## Directions for this task
Write the listing out again verbatim, leaving nothing out.

## Data for this task
------------------------------------------------------------------------
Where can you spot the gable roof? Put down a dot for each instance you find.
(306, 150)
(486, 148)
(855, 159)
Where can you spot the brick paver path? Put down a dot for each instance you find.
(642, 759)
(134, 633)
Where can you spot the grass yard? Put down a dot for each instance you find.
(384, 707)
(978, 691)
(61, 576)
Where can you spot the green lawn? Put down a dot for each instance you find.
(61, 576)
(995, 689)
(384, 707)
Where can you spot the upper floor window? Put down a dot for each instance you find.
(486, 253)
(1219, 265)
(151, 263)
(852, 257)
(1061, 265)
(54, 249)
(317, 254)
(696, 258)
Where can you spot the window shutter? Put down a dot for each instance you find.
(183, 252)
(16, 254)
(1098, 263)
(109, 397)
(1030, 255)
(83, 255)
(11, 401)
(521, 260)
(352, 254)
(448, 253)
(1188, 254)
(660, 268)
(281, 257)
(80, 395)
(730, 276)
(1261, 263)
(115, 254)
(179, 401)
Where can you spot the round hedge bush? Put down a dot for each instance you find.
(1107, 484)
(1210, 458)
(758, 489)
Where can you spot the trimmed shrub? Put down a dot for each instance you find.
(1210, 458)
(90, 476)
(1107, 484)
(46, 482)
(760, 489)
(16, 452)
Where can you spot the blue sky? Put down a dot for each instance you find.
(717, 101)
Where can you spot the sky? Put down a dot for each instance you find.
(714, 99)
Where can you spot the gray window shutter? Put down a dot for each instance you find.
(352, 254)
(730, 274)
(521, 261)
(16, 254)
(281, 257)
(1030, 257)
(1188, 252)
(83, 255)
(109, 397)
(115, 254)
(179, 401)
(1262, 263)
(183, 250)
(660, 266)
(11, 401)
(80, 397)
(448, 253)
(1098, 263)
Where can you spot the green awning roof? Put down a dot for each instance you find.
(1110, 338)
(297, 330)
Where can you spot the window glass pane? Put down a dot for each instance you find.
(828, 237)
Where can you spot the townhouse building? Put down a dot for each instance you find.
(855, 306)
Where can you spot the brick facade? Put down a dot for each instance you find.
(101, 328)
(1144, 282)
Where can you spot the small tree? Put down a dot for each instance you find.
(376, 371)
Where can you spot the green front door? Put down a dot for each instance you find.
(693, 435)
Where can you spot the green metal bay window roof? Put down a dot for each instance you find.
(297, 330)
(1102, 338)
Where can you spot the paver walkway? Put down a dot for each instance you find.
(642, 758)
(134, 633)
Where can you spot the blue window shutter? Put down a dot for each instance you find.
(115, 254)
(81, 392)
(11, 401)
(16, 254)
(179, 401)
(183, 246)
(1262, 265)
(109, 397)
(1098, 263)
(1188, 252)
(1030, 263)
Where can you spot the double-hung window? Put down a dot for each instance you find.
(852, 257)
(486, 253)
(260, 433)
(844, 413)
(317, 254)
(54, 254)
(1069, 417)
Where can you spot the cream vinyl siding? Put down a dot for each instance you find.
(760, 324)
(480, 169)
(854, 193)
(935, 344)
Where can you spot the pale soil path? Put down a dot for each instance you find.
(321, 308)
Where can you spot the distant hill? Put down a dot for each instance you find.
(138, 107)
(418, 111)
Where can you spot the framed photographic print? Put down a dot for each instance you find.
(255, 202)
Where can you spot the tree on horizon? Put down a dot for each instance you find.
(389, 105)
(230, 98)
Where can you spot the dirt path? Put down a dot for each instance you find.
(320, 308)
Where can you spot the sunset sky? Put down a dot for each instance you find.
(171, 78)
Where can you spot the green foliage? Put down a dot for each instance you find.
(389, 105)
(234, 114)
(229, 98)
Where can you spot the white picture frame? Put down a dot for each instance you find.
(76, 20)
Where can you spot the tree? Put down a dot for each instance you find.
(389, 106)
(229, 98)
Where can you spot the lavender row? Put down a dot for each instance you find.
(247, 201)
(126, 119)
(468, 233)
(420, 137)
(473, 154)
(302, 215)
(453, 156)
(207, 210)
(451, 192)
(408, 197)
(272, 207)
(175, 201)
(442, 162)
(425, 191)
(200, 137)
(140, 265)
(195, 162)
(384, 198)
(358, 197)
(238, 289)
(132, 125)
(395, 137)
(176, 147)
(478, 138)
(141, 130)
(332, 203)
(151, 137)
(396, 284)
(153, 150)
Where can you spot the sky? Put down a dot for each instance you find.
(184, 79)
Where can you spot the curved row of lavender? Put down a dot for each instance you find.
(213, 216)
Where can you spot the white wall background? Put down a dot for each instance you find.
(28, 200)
------------------------------------------------------------------------
## Reply to the task
Where can you spot the gable roof? Put down a dot for each instance you find.
(306, 150)
(486, 148)
(855, 159)
Where can you spot the brick paver path? Put down a dot for each instance you find.
(642, 759)
(134, 633)
Where can you spot the grass yard? Put down a dot for each instance you find.
(384, 707)
(978, 691)
(61, 576)
Where can you spot the green lawn? Put down a dot for each instance you find.
(61, 576)
(995, 689)
(384, 707)
Where can you spot the upper floor window? Put down a dot for each instance you find.
(486, 253)
(1219, 265)
(151, 263)
(852, 257)
(1061, 265)
(54, 249)
(317, 254)
(696, 258)
Where can you spot the window shutter? Put down a dot for each instance you find.
(183, 252)
(16, 254)
(1098, 263)
(109, 397)
(1030, 255)
(83, 255)
(11, 401)
(521, 260)
(352, 254)
(448, 253)
(1188, 254)
(660, 268)
(281, 257)
(80, 395)
(730, 276)
(1261, 263)
(115, 254)
(179, 401)
Where can you spot the round hedge bush? Put down a dot for each instance you find.
(1107, 484)
(1210, 458)
(758, 489)
Where can you spot the trimmed shrub? Put down a dot for each instance you find.
(1210, 458)
(90, 476)
(1107, 484)
(46, 482)
(760, 489)
(16, 452)
Where can you spot the blue sky? Put down a dot for each instance you find.
(717, 101)
Where can you spot the sky? Put down a dot for each instance you find.
(714, 99)
Where can you spot the gray window shutter? Put down a dot for each instance you find.
(352, 254)
(730, 274)
(521, 261)
(16, 254)
(281, 257)
(1030, 257)
(1188, 252)
(83, 255)
(109, 397)
(115, 254)
(179, 401)
(1262, 263)
(183, 250)
(660, 266)
(11, 401)
(80, 397)
(448, 253)
(1098, 263)
Where can you spot the green awning roof? Put down a dot for each instance you find.
(1110, 338)
(297, 330)
Where can you spot the window glass pane? Put down a dot for each instance you find.
(828, 237)
Where can you spot the townhouse building? Put down a dot for each instance you find.
(855, 306)
Where can you spot the brick facade? Put down a dot for each instance you find.
(101, 328)
(1144, 282)
Where can you spot the small tree? Put down a dot for each instance you find.
(376, 371)
Where can you spot the green front door? Put down a dot for each instance you find.
(693, 435)
Where can you spot the green metal bay window roof? Put down a dot for each instance you find.
(297, 330)
(1102, 338)
Where can you spot the paver walkway? Put down a dot for each instance you find.
(642, 758)
(134, 633)
Where can you spot the blue window shutter? Put down a dot for each instance you find.
(115, 254)
(81, 392)
(11, 401)
(16, 254)
(179, 401)
(183, 246)
(1262, 265)
(109, 397)
(1098, 263)
(1188, 252)
(1030, 263)
Where can you spot the double-hung window? Put down a dot for each instance you find.
(852, 257)
(486, 253)
(260, 433)
(844, 413)
(317, 254)
(54, 254)
(1069, 417)
Where can you spot the cream vinyl siding? Put down a dot for each instance you find.
(760, 324)
(480, 169)
(854, 193)
(935, 344)
Where can you spot the pale soil path? Put down a dot for each instance you find.
(321, 308)
Where can you spot the distant hill? Put down a dot for each instance you find.
(138, 107)
(418, 111)
Where can you spot the framed photographic print? Put down a dot for each instance you find.
(255, 202)
Where can you spot the tree on horizon? Put down a dot for each instance you find.
(389, 105)
(230, 98)
Where can you spot the dirt path? Put down a dot for each instance you find.
(320, 308)
Where can you spot the sunset sky? Put down a dot for each instance you find.
(171, 78)
Where can you spot the green foliage? Put down a dot for each instance you find.
(389, 105)
(234, 114)
(229, 98)
Where can you spot the white picture frame? Put down a dot for each instance you find.
(76, 20)
Where can you spot the tree? Put down a dot for each instance you find.
(389, 106)
(229, 98)
Where can you spot the lavender row? Put down a dot for each instance you find.
(247, 201)
(126, 119)
(468, 233)
(420, 137)
(473, 154)
(302, 215)
(453, 156)
(207, 210)
(451, 192)
(408, 197)
(272, 207)
(175, 201)
(442, 162)
(425, 191)
(200, 137)
(140, 265)
(195, 162)
(384, 198)
(358, 197)
(238, 289)
(132, 125)
(395, 137)
(176, 147)
(478, 138)
(141, 130)
(332, 203)
(151, 137)
(396, 284)
(153, 150)
Where can you spot the sky? Put down a dot for each instance you find.
(184, 79)
Where can you spot the curved row of lavender? Put down a dot for each instance you find.
(213, 216)
Where can you spot the white wall background? Put down a dot for each instance you find.
(28, 200)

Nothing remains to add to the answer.